• **Requirement**: When you reach the line containing "Target: flower stem", include it and stop; until then, return each line of the material exactly, starting with the first.

• **Information supplied**:
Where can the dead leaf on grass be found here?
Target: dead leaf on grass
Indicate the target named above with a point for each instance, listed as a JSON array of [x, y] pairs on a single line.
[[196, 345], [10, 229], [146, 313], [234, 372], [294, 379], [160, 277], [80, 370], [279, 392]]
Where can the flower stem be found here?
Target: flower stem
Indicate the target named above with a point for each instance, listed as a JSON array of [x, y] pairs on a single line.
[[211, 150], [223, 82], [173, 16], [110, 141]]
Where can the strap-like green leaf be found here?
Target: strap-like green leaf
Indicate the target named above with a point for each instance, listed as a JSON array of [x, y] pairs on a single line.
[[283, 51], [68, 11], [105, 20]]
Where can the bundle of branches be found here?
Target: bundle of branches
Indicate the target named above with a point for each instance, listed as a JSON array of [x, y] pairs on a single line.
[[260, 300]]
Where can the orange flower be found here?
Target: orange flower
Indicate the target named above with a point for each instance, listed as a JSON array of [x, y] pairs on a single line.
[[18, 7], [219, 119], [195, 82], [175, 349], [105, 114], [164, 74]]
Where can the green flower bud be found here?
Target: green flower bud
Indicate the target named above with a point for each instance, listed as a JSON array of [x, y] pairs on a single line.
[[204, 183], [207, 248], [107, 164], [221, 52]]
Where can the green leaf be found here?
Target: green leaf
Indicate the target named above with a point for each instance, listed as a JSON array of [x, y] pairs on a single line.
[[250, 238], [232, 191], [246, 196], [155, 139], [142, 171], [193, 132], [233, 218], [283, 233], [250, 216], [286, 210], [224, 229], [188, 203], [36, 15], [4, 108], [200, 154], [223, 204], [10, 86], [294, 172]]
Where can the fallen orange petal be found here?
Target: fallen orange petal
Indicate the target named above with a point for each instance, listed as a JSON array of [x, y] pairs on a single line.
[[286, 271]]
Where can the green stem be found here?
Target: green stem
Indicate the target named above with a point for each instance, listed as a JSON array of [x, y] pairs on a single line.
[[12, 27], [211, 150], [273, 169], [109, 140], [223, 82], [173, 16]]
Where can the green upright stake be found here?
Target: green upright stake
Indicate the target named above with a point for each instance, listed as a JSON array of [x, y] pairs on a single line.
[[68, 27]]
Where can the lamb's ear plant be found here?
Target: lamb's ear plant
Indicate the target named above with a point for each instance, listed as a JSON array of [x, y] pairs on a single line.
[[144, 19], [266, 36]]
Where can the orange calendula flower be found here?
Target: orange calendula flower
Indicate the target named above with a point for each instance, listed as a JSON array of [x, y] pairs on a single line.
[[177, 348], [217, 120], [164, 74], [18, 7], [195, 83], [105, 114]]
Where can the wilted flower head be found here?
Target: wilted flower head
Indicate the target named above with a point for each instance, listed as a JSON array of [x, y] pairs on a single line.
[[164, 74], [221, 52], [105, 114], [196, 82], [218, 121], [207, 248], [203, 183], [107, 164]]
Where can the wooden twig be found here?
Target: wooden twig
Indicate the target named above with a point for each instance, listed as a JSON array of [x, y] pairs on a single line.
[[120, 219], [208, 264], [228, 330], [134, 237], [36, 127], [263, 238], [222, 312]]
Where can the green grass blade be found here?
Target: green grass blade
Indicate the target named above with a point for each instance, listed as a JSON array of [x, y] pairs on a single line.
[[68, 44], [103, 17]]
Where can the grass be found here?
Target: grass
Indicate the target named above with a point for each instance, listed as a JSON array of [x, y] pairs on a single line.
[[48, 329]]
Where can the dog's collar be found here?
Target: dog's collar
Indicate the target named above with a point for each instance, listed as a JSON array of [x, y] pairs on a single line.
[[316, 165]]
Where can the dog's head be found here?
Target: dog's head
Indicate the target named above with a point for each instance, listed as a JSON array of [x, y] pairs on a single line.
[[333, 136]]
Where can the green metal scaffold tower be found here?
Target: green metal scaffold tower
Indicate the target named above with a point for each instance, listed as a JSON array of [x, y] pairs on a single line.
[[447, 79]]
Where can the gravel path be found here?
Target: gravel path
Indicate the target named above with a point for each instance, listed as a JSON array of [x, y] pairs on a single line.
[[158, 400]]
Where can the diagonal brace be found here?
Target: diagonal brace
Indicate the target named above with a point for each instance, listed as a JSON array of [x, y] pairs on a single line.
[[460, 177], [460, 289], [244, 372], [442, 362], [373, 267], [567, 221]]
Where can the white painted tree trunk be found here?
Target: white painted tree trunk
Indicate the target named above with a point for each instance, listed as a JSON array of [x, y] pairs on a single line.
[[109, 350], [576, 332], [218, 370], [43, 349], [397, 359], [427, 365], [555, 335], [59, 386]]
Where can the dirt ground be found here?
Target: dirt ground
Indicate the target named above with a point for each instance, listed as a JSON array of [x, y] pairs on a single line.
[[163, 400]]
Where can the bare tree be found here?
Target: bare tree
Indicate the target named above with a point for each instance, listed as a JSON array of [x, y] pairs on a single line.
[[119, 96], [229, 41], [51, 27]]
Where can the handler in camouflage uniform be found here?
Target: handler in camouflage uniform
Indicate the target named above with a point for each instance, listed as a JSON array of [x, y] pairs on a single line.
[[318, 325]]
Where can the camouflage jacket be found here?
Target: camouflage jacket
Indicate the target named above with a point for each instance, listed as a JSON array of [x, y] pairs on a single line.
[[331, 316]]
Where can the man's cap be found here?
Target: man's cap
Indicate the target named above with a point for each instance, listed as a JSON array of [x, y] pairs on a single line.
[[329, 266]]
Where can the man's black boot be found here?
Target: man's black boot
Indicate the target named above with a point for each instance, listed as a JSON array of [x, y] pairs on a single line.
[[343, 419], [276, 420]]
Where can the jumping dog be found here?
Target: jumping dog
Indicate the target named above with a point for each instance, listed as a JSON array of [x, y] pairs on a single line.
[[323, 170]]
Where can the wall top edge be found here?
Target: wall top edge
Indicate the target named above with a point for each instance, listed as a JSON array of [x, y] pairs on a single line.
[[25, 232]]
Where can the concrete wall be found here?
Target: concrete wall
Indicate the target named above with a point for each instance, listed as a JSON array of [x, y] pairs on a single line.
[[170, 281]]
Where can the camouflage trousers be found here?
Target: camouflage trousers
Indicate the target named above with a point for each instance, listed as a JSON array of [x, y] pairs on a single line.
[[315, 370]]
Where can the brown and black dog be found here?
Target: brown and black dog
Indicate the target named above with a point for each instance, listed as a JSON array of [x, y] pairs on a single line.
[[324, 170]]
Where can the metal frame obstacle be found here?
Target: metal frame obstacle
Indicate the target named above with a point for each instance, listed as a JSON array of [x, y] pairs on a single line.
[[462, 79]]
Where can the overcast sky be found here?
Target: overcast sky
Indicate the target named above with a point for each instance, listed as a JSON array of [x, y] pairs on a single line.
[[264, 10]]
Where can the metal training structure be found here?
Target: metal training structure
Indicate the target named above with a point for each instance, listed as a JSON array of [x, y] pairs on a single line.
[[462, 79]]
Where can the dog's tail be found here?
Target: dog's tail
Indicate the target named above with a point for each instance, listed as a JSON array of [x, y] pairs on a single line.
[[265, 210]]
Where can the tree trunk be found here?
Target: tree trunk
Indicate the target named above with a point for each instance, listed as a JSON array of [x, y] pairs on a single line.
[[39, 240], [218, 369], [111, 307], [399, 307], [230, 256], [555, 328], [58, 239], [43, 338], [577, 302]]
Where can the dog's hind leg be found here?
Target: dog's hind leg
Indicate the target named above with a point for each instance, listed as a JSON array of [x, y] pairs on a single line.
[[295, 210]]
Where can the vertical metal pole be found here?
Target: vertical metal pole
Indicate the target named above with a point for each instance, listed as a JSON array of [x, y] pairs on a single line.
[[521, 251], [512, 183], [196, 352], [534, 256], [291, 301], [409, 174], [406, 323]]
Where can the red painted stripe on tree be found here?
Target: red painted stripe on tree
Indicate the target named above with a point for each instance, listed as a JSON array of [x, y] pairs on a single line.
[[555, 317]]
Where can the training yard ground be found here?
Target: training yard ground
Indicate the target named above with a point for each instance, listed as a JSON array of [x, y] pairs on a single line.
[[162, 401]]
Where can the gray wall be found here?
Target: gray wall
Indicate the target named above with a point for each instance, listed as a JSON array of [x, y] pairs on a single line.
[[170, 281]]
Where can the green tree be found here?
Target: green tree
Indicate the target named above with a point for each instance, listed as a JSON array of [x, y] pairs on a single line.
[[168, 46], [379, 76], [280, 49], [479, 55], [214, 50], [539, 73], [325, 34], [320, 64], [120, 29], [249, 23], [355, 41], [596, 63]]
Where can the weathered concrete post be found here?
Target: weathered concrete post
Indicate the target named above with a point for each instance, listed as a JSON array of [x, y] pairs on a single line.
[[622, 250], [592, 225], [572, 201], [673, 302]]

• **Answer space**:
Where can the dead leaf on grass be found here?
Target: dead leaf on grass
Indicate the target named above with a point for each instance, listed as a JSON array of [x, y] pairs on a single line.
[[196, 345], [10, 229], [146, 313], [234, 372], [294, 379], [160, 277], [80, 370], [279, 392]]
Where can the flower stem be found here?
Target: flower stem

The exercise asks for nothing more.